---- MATERIAL FOR THIS TASK

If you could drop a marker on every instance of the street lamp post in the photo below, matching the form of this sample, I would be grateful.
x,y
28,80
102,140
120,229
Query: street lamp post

--------

## EXERCISE:
Copy the data above line for line, leaving every character unchanged.

## CORRECT ANSWER:
If you could drop a marker on every instance of the street lamp post in the photo below, matching the form of this sample, I would be grateful.
x,y
28,80
102,140
120,229
Query: street lamp post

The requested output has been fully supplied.